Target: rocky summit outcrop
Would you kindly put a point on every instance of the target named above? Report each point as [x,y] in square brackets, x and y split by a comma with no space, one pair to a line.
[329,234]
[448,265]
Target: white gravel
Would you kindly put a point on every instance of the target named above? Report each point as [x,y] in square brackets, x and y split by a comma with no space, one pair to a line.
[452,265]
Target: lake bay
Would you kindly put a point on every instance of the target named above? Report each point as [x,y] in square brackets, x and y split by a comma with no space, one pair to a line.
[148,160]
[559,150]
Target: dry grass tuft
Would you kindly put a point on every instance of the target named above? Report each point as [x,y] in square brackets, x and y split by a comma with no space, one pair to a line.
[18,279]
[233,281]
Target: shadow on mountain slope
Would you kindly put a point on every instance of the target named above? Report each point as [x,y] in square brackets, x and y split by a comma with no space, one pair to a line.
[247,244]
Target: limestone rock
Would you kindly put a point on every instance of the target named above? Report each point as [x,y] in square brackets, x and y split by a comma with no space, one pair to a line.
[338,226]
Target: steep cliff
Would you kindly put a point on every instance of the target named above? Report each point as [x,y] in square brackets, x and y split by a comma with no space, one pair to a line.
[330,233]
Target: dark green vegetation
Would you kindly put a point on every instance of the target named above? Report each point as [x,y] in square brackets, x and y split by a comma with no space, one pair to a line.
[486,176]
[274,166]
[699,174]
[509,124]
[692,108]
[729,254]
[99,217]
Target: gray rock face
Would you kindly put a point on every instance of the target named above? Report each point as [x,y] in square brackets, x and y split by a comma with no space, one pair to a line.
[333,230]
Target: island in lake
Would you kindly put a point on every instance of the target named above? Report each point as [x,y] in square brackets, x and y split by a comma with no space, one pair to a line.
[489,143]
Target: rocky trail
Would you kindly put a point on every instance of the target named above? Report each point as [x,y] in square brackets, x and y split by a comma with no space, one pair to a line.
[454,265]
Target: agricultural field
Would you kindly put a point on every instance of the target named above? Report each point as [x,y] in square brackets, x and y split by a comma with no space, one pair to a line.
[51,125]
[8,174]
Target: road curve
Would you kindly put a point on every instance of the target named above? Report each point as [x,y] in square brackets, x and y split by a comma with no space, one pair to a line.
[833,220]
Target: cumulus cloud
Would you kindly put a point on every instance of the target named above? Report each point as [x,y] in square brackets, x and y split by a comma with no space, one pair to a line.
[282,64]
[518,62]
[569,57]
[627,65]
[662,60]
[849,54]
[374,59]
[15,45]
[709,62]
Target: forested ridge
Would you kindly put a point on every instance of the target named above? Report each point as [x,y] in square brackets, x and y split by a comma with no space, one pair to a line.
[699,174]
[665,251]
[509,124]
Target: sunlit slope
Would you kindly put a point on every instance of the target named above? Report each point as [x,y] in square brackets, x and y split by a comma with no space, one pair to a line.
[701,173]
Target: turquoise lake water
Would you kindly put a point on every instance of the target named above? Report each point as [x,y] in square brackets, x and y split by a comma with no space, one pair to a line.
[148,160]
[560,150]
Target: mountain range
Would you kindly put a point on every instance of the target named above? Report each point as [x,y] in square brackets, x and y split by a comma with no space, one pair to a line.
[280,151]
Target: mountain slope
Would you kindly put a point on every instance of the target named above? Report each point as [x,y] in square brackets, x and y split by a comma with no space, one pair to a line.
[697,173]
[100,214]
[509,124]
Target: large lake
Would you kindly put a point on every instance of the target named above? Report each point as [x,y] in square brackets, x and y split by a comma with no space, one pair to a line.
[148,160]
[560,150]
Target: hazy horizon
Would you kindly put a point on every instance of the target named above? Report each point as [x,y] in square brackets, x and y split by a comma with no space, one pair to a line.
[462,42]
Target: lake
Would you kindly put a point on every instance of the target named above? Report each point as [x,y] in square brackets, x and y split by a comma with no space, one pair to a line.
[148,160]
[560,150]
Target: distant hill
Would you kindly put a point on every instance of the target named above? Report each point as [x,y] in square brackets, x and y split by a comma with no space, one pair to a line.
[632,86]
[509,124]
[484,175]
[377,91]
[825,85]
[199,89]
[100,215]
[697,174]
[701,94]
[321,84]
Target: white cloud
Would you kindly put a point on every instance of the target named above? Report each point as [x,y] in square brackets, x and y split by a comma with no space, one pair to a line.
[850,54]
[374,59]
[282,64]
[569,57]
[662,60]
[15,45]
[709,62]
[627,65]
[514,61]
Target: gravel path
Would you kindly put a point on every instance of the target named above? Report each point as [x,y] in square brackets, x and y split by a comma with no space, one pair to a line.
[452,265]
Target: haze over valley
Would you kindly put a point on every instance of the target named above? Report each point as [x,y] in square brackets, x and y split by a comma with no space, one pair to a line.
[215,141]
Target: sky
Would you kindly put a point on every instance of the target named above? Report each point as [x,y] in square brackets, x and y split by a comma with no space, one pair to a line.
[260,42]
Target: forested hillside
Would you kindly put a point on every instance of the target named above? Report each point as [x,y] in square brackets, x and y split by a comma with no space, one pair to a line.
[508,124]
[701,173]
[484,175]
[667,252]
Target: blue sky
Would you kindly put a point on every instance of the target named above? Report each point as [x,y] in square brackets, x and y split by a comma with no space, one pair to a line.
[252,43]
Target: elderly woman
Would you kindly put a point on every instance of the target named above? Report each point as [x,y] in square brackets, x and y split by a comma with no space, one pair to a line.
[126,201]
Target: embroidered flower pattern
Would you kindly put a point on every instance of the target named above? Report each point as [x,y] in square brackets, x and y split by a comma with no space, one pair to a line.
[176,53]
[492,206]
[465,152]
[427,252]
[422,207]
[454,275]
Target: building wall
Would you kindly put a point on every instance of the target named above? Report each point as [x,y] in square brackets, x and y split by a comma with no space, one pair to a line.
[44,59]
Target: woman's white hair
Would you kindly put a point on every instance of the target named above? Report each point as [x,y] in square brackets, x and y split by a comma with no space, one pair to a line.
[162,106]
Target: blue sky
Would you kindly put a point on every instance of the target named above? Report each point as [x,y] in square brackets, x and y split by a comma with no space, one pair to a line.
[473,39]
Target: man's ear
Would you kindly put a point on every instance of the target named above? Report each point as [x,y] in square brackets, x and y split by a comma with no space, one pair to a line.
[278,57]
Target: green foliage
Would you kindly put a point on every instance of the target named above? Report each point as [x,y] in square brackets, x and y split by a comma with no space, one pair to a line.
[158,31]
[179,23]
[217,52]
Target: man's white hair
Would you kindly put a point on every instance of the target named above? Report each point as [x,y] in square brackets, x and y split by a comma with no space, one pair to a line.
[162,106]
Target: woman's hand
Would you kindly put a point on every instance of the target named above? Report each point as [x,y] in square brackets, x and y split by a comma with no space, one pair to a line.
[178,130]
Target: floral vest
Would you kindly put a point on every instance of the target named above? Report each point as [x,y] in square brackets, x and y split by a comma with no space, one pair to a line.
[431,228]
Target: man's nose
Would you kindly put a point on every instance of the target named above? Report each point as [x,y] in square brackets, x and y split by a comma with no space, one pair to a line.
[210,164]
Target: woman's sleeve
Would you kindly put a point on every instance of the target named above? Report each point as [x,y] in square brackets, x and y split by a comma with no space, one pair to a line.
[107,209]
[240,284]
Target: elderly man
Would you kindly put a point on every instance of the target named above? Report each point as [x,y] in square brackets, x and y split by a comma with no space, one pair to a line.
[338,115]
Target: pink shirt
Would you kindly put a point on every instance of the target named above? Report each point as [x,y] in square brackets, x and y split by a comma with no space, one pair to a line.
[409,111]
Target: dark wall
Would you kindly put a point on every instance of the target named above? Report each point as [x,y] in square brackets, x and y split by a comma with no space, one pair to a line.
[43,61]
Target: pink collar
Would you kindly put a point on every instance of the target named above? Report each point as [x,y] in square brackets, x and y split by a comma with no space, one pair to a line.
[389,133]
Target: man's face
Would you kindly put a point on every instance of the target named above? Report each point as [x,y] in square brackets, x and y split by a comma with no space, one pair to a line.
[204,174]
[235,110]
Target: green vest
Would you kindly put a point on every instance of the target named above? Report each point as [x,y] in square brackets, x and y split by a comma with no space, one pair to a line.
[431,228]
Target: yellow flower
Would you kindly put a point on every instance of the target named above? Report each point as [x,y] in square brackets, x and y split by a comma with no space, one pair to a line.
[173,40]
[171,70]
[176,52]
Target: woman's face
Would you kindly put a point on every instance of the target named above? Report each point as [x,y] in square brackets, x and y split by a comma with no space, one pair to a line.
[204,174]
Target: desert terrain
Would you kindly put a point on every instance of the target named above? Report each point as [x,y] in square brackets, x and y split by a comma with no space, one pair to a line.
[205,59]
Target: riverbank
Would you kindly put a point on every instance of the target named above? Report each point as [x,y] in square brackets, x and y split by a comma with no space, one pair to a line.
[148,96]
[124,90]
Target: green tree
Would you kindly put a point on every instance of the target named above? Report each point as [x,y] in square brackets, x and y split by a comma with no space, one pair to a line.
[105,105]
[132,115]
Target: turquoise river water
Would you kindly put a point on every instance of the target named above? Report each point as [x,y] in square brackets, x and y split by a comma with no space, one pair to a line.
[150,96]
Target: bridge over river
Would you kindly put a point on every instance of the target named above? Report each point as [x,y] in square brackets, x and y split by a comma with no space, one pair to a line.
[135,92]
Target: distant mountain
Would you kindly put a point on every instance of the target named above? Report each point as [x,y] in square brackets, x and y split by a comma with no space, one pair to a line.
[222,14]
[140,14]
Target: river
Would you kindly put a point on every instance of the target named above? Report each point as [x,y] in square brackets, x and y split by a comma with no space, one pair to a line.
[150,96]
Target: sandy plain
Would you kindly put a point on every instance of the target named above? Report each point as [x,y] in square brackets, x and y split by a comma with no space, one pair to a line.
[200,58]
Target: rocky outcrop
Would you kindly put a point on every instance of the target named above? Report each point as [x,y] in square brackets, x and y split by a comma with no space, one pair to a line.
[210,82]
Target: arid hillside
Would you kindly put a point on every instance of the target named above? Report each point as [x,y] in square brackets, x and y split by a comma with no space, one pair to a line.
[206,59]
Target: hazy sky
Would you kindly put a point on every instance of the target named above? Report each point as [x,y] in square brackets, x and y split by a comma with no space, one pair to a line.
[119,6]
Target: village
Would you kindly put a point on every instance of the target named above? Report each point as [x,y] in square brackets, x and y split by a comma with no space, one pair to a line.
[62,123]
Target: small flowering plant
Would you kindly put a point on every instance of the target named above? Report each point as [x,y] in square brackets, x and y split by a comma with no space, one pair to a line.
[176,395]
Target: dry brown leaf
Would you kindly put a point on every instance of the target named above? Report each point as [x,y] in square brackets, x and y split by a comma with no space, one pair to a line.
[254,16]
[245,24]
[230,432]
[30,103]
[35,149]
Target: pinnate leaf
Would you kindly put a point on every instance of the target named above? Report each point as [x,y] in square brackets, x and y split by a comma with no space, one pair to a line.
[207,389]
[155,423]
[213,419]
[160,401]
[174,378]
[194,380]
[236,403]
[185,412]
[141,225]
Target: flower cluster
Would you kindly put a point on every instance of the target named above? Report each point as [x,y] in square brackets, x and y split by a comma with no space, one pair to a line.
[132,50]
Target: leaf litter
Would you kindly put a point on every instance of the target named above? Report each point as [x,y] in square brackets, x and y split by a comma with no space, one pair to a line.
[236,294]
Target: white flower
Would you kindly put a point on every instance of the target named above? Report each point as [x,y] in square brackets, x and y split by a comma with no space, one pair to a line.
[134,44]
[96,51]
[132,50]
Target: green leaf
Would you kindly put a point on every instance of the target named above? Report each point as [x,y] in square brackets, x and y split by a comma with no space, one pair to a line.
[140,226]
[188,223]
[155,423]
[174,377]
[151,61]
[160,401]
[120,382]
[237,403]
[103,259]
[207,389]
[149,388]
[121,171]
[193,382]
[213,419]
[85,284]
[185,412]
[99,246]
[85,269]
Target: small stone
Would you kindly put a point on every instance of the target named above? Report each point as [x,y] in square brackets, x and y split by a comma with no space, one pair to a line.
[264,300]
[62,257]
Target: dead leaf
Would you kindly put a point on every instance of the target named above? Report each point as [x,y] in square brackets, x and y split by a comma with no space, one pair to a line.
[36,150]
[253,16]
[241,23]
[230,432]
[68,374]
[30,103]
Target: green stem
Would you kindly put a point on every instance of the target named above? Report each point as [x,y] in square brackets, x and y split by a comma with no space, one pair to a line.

· · · · · · ·

> **Instructions to follow**
Write out exactly the final stretch of the records: the line containing "Target: small stone" and every line after it, through the last, and nothing else.

> **Answer for the task**
Target: small stone
Would you kindly put a point on every instance of the target named above? Report each point as [x,y] in square brackets, x and y split by a comma with no space, one pair to a line.
[264,300]
[62,257]
Target: dead leaf
Would you kindly put a point on every instance of the target named above? Report each point as [x,y] in square brackets, x and y split by a comma with no space, one pair to a line.
[36,150]
[253,16]
[241,23]
[230,432]
[68,374]
[30,103]
Target: green stem
Would you kindly put a point on every instance of the target named above? Report each point as [x,y] in square brackets, x and y split by a comma with no space, one pair to a line.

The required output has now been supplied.